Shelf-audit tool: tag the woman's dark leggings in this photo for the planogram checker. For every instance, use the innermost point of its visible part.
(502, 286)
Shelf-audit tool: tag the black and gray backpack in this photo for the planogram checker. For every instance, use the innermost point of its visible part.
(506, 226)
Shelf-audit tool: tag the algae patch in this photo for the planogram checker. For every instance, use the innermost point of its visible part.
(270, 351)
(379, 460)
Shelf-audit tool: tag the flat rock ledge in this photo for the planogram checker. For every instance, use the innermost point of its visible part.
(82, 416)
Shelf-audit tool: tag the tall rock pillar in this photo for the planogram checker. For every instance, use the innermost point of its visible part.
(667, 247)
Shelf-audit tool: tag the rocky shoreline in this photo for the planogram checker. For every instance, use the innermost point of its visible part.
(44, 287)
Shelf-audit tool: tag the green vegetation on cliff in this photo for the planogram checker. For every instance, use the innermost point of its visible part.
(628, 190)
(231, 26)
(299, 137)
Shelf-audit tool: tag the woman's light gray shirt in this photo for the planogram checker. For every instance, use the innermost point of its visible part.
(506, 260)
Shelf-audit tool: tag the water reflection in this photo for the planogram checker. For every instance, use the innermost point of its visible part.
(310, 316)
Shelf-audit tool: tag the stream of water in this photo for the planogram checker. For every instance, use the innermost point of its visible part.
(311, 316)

*-*-*

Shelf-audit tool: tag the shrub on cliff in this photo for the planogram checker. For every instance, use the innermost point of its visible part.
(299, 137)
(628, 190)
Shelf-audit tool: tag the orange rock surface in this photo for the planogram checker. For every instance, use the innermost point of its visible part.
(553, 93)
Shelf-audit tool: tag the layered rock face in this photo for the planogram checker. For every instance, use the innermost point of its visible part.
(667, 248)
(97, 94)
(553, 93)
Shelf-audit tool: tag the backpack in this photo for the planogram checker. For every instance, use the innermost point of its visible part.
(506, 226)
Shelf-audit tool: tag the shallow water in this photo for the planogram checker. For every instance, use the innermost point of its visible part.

*-*-*

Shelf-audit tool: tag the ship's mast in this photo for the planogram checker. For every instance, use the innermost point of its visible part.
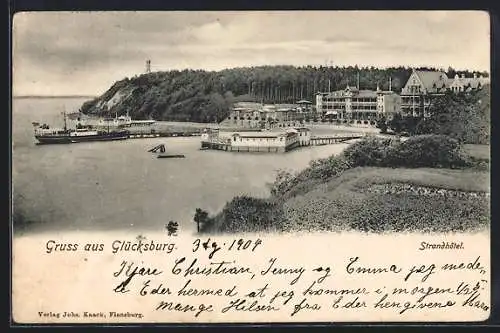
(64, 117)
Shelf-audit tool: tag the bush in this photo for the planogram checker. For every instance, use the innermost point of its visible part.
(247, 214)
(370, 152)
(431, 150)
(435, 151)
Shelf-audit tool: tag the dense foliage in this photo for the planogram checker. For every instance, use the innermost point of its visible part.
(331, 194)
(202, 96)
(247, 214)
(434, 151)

*-*-*

**Problem requirements**
Wherever the line holding "Shelf-audit tool: tag the layered" falls in the entries above, copy exactly from it through the line holding "Shelf-audit tool: tag the shallow", inclusive, and add nothing.

**Output of the exercise**
Shelf-audit tool: tag the layered rock face in this photo for the planogram checker. For every instance, use the innermost point of its visible part.
(667, 248)
(97, 94)
(553, 93)
Shelf-audit tool: tag the backpack in this photo for the planogram checker. For every instance, use the innermost point of its visible part.
(506, 226)
Shelf-audit tool: tag the shallow water in this photo for the planogram checker. For every instance, use the innermost point of its visible part.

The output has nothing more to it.